[PROBLEM DESCRIPTION] Find the line in the entries below that contains "point(303, 12)". Repeat it exactly, and every line after it through the line that contains "point(281, 122)".

PROVIDED RECORDS START

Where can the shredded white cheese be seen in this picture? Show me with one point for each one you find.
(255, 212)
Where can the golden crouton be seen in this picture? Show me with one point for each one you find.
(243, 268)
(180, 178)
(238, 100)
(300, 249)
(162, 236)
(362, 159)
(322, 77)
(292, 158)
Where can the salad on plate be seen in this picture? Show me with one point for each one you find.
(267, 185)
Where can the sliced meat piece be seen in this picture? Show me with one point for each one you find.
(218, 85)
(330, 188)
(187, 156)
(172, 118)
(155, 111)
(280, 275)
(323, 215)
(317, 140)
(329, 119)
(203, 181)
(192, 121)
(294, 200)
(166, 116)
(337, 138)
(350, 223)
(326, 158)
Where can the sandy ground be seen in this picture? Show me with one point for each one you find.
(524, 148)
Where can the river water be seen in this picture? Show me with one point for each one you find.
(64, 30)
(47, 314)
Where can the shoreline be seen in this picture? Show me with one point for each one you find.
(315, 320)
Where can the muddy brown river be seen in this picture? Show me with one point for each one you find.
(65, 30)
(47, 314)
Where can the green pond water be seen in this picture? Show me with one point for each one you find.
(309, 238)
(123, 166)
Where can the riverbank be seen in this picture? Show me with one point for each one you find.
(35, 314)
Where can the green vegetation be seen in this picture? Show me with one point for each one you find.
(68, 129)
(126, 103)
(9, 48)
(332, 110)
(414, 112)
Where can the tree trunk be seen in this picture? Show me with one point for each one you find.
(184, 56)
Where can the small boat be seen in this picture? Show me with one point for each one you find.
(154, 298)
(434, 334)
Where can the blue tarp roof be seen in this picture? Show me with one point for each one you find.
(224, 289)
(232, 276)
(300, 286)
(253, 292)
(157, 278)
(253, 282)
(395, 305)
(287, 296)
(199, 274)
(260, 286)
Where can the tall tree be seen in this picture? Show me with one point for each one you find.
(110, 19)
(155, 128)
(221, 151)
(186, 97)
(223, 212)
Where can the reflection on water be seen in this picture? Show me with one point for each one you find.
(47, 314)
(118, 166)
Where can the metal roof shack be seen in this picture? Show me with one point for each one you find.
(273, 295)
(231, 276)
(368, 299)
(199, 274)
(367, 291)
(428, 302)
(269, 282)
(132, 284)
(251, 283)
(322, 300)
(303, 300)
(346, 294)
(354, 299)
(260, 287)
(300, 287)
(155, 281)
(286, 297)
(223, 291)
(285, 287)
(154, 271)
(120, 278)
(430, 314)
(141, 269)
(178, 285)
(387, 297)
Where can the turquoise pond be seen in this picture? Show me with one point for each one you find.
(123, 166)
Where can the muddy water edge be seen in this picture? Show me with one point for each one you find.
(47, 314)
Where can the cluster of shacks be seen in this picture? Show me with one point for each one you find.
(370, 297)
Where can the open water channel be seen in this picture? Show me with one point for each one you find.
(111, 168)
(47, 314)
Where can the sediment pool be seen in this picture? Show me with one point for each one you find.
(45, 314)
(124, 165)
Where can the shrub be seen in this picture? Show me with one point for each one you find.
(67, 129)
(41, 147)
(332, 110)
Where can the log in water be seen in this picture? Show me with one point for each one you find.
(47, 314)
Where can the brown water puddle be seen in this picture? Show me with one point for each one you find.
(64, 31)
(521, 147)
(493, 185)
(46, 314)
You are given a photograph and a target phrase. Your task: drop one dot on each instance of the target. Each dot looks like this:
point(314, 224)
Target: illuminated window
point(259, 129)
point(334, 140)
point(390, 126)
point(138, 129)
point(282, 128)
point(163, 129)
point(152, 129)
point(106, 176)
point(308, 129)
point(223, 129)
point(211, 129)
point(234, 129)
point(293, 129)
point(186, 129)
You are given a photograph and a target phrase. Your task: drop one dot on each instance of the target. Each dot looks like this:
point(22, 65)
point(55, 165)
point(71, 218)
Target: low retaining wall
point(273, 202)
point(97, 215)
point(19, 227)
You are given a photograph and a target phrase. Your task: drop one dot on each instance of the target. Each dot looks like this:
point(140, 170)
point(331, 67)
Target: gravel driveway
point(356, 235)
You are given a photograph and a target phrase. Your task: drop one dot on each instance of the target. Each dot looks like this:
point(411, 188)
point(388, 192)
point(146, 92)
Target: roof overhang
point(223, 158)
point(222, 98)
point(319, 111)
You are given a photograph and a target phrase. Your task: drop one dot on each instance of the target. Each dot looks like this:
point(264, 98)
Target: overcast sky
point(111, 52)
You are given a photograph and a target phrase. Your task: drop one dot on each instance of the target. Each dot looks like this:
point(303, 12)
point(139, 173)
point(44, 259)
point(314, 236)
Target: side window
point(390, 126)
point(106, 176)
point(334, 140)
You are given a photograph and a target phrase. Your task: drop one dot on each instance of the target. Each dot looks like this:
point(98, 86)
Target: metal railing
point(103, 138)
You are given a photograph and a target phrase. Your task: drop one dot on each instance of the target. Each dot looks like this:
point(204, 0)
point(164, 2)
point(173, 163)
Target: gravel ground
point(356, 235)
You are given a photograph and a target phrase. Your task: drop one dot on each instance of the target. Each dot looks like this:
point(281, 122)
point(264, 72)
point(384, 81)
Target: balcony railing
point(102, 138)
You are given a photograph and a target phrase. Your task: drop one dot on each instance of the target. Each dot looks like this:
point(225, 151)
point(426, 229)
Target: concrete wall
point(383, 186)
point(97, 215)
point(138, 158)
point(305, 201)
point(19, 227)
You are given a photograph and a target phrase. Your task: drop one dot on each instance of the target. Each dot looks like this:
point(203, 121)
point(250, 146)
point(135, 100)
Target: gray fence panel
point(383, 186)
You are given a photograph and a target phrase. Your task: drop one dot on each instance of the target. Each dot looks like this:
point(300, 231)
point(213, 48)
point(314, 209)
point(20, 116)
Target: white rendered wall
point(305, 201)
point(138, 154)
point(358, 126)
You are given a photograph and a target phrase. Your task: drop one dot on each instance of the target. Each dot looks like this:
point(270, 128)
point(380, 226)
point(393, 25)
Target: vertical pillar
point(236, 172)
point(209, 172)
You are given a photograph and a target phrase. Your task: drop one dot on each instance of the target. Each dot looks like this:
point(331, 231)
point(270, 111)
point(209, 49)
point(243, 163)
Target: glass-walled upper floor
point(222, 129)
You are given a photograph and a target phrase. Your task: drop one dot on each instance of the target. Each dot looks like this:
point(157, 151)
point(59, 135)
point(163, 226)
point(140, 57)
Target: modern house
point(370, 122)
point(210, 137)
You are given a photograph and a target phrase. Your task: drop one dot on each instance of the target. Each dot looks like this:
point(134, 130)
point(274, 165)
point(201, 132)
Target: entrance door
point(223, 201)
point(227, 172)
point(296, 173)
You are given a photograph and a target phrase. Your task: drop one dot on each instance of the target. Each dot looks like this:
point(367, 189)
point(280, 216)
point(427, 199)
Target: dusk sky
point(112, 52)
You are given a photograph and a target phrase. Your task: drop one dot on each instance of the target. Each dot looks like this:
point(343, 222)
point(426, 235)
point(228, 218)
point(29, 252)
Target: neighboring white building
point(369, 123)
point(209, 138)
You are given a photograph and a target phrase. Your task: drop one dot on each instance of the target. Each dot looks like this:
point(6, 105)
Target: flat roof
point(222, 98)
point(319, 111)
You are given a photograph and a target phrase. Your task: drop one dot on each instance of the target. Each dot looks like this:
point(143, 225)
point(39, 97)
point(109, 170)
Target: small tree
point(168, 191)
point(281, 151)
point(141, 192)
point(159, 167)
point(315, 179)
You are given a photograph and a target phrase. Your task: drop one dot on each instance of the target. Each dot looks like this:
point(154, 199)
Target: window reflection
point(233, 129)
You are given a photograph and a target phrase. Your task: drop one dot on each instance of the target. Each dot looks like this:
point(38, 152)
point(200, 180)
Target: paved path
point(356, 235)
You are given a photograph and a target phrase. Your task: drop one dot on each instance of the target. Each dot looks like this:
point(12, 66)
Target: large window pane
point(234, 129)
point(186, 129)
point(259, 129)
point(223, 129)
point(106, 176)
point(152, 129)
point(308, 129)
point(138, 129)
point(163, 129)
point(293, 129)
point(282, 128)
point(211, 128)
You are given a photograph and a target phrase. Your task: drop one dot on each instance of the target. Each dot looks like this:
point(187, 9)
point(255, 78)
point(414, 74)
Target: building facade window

PROVIDED RECORDS END

[RESULT FOR THIS EXERCISE]
point(303, 12)
point(139, 173)
point(44, 259)
point(314, 236)
Target: side window
point(390, 126)
point(106, 176)
point(334, 140)
You are given a photograph and a target phrase. Your task: drop one dot on each instance of the target. Each dot looks like this:
point(98, 86)
Target: metal railing
point(103, 138)
You are given a photograph and a target phrase. Your task: drop one dot on each instance of the target. Each dot looks like this:
point(204, 0)
point(164, 2)
point(173, 163)
Target: gravel ground
point(356, 235)
You are given a photograph and a target phrase. Your task: drop one dot on each instance of the target. Each dot looks like this:
point(281, 122)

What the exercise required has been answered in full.